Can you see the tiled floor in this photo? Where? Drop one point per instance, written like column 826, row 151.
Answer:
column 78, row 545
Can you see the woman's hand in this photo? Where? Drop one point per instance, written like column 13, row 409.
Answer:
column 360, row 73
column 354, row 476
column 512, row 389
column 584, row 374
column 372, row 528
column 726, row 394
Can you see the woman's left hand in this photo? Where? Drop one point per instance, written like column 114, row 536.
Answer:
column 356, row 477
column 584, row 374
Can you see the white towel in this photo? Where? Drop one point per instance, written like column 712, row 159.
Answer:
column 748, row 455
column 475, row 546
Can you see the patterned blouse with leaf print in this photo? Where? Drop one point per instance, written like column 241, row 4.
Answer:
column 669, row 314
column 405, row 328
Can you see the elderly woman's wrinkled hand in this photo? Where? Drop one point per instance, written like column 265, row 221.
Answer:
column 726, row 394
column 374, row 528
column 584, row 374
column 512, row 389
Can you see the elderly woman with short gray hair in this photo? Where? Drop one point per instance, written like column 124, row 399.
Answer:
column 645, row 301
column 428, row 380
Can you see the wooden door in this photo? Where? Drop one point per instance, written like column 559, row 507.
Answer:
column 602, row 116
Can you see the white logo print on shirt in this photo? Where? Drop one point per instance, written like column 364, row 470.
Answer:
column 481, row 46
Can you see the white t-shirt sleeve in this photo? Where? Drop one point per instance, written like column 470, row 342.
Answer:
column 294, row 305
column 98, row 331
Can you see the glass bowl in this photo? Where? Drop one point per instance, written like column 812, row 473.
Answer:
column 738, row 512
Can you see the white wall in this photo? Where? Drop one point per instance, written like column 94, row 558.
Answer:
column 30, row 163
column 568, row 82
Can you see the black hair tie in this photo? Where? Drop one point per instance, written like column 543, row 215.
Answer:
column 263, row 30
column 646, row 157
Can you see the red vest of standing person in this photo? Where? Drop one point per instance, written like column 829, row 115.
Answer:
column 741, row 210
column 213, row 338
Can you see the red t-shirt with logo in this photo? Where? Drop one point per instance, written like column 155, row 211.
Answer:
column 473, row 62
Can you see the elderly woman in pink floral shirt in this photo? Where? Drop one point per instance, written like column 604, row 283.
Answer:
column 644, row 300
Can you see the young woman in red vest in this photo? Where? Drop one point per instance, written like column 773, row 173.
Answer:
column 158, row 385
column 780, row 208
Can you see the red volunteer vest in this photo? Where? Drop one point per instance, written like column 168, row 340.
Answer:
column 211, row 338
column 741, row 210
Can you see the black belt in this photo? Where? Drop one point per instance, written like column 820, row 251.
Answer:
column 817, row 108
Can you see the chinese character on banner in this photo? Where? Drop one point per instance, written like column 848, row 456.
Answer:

● WORK INSTRUCTION
Repeat the whole of the data above exactly as it appears.

● RESULT
Can you see the tiled floor in this photo? Where? Drop one point per instance, written like column 826, row 151.
Answer:
column 78, row 545
Can you see the woman's hand in this photo? Where? Drop one point per instance, written like column 13, row 409.
Answer:
column 360, row 73
column 354, row 476
column 512, row 389
column 584, row 374
column 372, row 528
column 726, row 394
Can you see the woman's left hand in this photo? Where? Drop one point per instance, written like column 114, row 536.
Answer:
column 356, row 477
column 584, row 374
Can you see the white towel in this photo? Where? Drop one point per instance, written like column 712, row 159.
Answer:
column 748, row 455
column 475, row 546
Can you see the patterned blouse with leaf print in this photo? Where? Drop one point per instance, written like column 241, row 4.
Answer:
column 669, row 314
column 405, row 328
Can you see the elderly woman's wrinkled hand in this photo? Where? Drop one point per instance, written like column 265, row 221.
Answer:
column 726, row 394
column 374, row 528
column 584, row 374
column 512, row 389
Can you see the elderly woman with short gray hair in this photo? Where? Drop one point per instance, written like column 124, row 399.
Answer:
column 645, row 301
column 428, row 380
Can you see the wooden door in this photo? Where? Drop one point per instance, written like column 559, row 507.
Answer:
column 602, row 116
Can you see the white logo print on shirt in this photo? Where? Drop one point per instance, written like column 364, row 470.
Answer:
column 481, row 46
Can you see the white t-shirt sleeve in this photo? Where? Drop one point per instance, written like column 470, row 342.
Answer:
column 294, row 305
column 98, row 331
Can you see the glass bowl in this photo? Where? Drop one point per instance, written like column 812, row 473.
Answer:
column 738, row 512
Can you see the white wall in this photo? Where? Drop one point per instance, written like column 94, row 558.
Answer:
column 30, row 163
column 568, row 82
Can you see the black hair tie in this photo? Where? Drop one point per instance, written like column 543, row 215.
Answer:
column 263, row 30
column 646, row 157
Can you see the red vest of standing person in this photo? Where? Drop one point per instance, written like column 829, row 115.
Answer:
column 741, row 210
column 213, row 338
Can you see the red t-shirt with logo in this photo? Where? Drop one point per instance, written like column 155, row 211.
Answer:
column 473, row 62
Can you see the elderly woman in pink floral shirt in this photo? Where? Drop one point per instance, written like column 604, row 283.
Answer:
column 644, row 300
Can you see the young woman in red vest in this photo? Where? Drop one point per instance, written like column 773, row 173.
Answer:
column 158, row 385
column 780, row 208
Can you see the red volunteer vest in this photo? Where? Drop one point per instance, written like column 168, row 340.
Answer:
column 211, row 338
column 741, row 210
Can you see the black belt in this photo? Where? Drop one point per instance, written like column 820, row 251.
Answer:
column 817, row 108
Can you see the chinese character on banner in this photo? Where? Drop one point per instance, written like column 848, row 456.
Answer:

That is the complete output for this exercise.